◆ GIVEN RECORDS ◆
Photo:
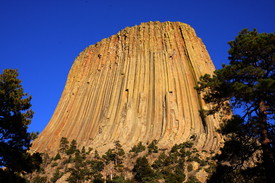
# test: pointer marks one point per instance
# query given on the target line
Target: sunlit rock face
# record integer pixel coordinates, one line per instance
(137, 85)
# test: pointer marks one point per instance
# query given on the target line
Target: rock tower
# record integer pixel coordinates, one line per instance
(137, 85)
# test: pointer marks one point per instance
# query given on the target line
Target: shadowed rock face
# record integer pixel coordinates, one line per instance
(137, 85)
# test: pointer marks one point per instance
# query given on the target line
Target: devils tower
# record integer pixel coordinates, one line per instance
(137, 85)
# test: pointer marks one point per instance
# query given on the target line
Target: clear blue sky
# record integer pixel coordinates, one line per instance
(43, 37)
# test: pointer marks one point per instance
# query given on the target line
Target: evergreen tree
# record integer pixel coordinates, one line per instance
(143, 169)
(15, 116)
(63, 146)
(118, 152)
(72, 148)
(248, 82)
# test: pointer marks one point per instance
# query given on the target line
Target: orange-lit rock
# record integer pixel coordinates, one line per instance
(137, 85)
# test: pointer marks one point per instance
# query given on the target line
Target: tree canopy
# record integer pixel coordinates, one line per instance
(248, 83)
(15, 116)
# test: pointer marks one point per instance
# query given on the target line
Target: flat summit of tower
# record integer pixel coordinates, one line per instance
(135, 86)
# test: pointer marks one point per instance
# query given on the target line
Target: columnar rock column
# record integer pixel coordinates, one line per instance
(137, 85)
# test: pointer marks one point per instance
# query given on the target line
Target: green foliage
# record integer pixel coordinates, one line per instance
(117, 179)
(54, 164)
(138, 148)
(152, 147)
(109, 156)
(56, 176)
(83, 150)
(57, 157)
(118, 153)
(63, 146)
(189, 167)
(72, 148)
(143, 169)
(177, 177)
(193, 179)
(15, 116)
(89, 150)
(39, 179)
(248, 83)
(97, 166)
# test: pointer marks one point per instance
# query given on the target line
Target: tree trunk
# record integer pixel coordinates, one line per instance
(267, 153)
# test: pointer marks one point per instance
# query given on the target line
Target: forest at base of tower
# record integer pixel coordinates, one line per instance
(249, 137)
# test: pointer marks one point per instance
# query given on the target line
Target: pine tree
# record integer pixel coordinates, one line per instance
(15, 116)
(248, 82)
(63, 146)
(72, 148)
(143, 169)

* * *

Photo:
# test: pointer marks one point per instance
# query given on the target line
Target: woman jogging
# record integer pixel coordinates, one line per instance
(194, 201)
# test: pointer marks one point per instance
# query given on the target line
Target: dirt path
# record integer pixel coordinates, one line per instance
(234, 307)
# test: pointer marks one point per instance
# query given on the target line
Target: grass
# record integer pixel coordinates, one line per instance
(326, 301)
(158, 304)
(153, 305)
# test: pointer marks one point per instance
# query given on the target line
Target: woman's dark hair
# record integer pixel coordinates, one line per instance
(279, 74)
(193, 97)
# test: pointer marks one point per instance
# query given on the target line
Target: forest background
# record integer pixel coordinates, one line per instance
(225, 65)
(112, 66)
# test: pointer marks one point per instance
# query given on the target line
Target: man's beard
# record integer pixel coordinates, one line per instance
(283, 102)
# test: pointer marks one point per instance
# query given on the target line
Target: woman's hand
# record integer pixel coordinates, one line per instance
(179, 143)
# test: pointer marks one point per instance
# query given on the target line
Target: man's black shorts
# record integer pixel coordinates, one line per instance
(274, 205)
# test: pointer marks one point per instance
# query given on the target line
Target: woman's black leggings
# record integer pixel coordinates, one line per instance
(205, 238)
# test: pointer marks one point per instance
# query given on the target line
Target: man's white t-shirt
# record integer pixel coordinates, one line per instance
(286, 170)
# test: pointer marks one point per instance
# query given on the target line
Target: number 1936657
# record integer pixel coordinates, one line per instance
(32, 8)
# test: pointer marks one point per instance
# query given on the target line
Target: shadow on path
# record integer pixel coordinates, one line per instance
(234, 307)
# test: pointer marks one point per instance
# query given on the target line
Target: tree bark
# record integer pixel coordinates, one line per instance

---

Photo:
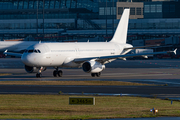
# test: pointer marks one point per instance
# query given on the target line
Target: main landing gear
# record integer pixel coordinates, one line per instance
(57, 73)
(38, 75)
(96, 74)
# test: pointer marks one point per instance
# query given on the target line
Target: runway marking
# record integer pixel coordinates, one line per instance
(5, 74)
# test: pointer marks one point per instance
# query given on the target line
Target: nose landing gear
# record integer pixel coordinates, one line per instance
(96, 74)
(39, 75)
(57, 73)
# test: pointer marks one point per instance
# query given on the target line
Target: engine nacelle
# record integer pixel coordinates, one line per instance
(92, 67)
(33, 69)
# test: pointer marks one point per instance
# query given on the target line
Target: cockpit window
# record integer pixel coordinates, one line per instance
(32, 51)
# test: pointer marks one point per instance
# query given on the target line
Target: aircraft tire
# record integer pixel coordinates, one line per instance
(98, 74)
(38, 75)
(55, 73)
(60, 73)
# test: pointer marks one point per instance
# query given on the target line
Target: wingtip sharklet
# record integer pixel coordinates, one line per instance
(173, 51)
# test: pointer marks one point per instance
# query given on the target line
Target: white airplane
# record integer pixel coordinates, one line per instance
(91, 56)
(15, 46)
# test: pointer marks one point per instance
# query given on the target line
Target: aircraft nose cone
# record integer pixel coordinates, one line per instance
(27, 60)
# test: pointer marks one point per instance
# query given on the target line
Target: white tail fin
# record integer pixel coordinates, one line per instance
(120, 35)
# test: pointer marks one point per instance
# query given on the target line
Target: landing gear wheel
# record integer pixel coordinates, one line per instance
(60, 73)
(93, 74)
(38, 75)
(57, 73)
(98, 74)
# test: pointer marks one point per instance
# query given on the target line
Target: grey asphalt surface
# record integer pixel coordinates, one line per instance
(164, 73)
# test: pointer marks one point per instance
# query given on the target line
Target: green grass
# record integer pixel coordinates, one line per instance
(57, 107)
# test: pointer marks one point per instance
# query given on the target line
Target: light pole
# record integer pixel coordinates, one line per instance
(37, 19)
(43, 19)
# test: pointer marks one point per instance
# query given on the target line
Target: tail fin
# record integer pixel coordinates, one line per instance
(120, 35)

◆ WHAT IS BEING ASKED ◆
List each line above that contains the word "tower", matching case.

◆ PROBLEM SOLUTION ◆
Target: rock tower
Target: devils tower
Target: flat summit of tower
Target: forest at base of tower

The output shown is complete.